§ **What to produce**
Without the pictures, output all of the data exactly.

━━━━━ Task input

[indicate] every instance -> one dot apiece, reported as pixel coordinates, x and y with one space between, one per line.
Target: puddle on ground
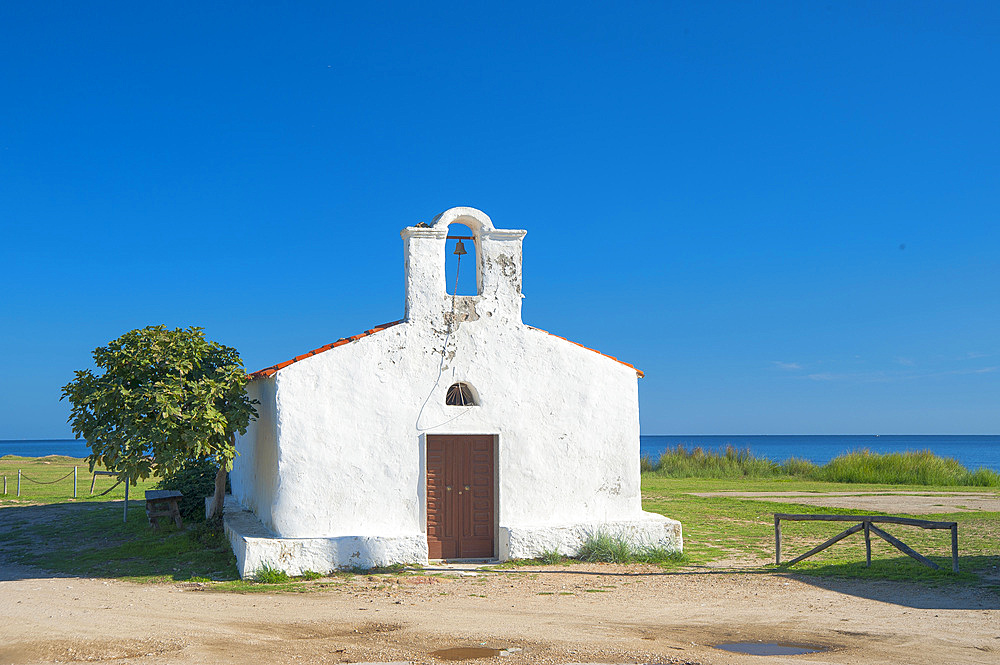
465 653
769 648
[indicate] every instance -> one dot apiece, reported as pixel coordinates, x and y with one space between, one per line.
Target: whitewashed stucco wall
255 477
351 422
341 454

━━━━━━━━━━

§ **Solution to the exercise**
[indicate] every instance -> one dot apiece, reported as pixel coordinates, x and y with one space between, one per line.
Target: puddle on ground
465 653
769 648
[indicate] every instance -> one dot apiece, reported as pixel coordinates, x and y with one space between, one per line.
Target: whitewashed stucco wall
255 477
351 422
341 454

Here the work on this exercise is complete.